▸ Extrait:
----------
LE CARROUSEL DE JESSE HAMM

Carrousel 006 : Juger la critique

Toucan HD lisant une bande dessinée

La critique ! La bête noire de l'artiste !

Que vous soyez un amateur ou que vous souhaitiez dessiner professionnellement, les critiques que vous recevez sur votre travail peuvent vous aider à vous améliorer. Certains artistes évitent catégoriquement d'examiner leur travail, craignant que les éloges ou les critiques ne les fassent dévier de leur chemin... mais c'est comme si un tireur d'élite refusait de regarder sa cible après avoir tiré. Comment saurez-vous que votre travail s'approche de la cible si vous ne la vérifiez jamais ? Loin de vous déstabiliser, une bonne critique vous aidera à comprendre où vous en êtes par rapport à vos objectifs : le chemin parcouru et la direction à prendre pour atteindre votre but.
----------
▸ Données affichées:
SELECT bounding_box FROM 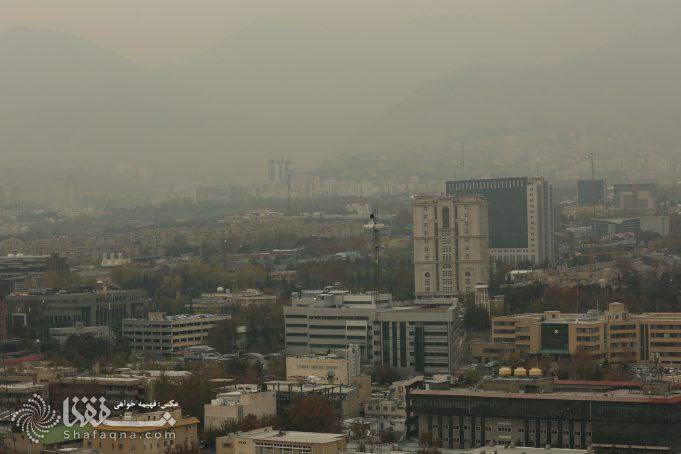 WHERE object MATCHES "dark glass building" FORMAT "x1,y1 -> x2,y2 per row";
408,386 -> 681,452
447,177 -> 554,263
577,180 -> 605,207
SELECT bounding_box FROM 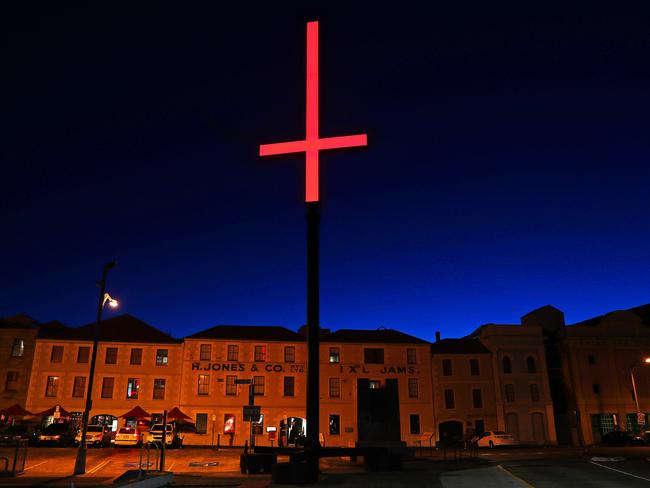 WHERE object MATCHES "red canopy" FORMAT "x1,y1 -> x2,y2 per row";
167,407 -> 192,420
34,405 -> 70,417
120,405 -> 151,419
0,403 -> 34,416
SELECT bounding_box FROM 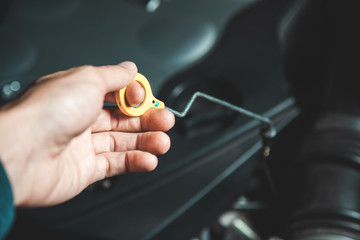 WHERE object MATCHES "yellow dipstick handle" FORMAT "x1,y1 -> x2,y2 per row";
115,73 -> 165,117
----------
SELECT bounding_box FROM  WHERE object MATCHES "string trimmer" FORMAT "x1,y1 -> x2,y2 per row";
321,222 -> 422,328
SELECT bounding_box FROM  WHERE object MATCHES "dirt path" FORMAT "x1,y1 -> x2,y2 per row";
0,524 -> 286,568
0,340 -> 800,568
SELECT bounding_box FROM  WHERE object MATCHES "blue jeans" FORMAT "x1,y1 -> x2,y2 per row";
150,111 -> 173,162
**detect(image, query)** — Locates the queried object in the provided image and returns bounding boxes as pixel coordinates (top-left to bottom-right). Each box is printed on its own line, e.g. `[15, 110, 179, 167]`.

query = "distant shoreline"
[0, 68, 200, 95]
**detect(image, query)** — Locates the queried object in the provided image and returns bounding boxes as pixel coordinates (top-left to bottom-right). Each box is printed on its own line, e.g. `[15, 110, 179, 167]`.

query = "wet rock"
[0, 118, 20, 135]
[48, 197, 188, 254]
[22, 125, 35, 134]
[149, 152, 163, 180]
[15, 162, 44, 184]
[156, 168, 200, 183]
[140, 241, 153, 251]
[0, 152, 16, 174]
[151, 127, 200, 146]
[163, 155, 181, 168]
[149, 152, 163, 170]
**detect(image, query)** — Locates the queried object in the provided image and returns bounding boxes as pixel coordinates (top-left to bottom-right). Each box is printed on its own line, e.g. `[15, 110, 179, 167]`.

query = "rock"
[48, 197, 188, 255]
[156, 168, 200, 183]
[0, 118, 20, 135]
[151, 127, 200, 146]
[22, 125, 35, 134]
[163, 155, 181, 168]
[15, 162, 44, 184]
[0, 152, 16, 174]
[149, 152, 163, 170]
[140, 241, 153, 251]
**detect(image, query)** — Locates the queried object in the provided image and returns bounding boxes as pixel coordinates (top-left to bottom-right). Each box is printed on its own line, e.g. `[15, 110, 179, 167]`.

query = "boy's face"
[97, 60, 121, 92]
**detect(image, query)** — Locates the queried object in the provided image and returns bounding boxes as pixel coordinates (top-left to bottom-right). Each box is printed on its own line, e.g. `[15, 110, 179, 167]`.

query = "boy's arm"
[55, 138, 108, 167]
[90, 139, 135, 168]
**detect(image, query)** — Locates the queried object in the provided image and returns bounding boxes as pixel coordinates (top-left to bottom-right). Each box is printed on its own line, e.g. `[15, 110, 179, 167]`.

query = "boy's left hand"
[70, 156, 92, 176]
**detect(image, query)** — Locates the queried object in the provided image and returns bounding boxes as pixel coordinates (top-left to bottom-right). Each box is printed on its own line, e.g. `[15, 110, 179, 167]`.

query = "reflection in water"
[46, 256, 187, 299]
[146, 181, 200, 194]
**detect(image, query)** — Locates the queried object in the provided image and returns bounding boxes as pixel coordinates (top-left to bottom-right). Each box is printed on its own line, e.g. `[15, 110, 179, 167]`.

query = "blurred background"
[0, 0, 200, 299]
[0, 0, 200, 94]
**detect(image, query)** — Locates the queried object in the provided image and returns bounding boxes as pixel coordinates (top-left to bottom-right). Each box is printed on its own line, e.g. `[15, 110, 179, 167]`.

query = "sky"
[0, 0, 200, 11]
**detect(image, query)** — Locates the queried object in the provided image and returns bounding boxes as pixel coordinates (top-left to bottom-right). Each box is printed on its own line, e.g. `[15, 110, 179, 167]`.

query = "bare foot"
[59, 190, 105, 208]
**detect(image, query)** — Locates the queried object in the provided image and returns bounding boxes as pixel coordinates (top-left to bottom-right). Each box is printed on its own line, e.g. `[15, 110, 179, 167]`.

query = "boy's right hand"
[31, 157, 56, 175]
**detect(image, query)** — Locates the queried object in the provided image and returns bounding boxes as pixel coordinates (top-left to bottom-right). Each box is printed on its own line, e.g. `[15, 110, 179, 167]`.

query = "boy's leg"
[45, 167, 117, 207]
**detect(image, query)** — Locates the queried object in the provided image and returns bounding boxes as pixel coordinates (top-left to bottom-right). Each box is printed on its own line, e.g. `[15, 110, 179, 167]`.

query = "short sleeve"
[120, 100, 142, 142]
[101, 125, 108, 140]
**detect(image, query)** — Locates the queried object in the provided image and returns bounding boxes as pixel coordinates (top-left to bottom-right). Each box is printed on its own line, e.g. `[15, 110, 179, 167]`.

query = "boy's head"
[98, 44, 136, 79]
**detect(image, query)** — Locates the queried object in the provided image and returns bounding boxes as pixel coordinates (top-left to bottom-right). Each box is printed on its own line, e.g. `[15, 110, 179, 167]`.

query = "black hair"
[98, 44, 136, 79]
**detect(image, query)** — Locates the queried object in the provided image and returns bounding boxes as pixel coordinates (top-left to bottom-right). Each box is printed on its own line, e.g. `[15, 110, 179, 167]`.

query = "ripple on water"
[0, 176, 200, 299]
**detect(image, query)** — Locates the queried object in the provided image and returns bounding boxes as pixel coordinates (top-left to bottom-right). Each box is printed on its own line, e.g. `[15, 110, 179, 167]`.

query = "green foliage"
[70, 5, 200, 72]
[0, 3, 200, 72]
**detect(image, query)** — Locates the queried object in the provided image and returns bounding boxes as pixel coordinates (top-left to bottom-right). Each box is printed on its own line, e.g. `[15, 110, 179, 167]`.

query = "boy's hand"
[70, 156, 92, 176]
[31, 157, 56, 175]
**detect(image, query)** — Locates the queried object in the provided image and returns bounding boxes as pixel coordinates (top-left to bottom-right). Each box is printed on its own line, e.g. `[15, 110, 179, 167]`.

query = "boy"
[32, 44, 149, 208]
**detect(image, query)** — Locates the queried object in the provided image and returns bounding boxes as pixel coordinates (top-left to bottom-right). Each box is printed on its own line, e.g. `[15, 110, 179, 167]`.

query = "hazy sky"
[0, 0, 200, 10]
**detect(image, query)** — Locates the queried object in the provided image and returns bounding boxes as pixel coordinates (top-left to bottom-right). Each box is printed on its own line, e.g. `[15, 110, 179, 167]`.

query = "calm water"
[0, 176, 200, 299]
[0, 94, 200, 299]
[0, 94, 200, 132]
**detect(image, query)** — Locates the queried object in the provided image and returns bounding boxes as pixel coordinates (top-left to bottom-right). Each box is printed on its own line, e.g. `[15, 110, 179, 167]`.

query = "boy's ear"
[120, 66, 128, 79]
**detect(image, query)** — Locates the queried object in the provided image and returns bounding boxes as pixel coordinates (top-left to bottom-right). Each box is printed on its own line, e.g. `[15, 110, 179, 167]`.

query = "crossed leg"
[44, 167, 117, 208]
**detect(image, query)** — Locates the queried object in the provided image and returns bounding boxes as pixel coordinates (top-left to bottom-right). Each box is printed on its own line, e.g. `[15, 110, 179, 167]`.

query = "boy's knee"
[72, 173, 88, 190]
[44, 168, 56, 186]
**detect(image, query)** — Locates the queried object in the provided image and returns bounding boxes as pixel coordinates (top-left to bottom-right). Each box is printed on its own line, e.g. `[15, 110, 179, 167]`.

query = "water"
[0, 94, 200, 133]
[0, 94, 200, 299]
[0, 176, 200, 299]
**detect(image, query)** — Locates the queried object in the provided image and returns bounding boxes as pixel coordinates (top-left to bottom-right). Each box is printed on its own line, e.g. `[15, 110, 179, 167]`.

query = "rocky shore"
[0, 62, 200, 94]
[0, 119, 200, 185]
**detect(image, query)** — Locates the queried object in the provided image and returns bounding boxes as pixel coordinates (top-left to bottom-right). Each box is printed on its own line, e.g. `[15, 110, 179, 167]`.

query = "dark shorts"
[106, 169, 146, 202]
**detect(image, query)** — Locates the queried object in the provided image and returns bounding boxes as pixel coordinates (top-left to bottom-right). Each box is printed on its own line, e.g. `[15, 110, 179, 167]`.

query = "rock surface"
----------
▸ Vos consignes: Poursuivez l'extrait sur la critique du travail artistique à partir de sa dernière phrase. Ces enregistrements n'ont aucun rapport avec l'extrait.

▸ Résultat attendu:
La difficulté, bien sûr, est de séparer les bonnes critiques des mauvaises. De nombreuses réactions à votre travail sont erronées, et si vous les écoutez toutes, votre travail sera ballotté comme de la tire, ce qui vous rendra malheureux. Pour faire le tri dans les critiques que je reçois, je trouve utile de les diviser en trois catégories :

1) Les critiques de "correction" sont les plus courantes et sont un véritable poison. La dernière fois qu'une critique de votre travail vous a laissé un sentiment de désespoir, il s'agissait probablement d'une critique de "correction". Ces critiques mettent en évidence des défauts dans votre travail qui n'ont rien à voir avec ce que vous essayez de faire. Prenons cet exemple (fictif) : "Les dessins de Gary Larson sur le Far Side échouent lamentablement à capturer le glamour des années 80. Il est un piètre substitut à mon artiste préféré, Patrick Nagel". Cette critique perçoit à juste titre un manque de glamour dans les dessins de Larson, mais elle ne tient pas compte du fait que le glamour n'a jamais été son objectif.

Ce qui est particulièrement insidieux dans ce type de critique, c'est qu'elle identifie souvent des lacunes qui sont réelles et qui méritent d'être corrigées, mais elle les démesure, comme si elles avaient ruiné votre travail, au lieu de simplement l'entraver. Le fait est que N'IMPORTE QUELLE œuvre d'art, de n'importe quel artiste, quelle que soit sa qualité, peut être critiquée pour avoir échoué d'une manière ou d'une autre. La question que nous devons nous poser à propos d'une œuvre n'est pas "Est-elle parfaite ?", mais plutôt "Est-elle EFFICACE ?".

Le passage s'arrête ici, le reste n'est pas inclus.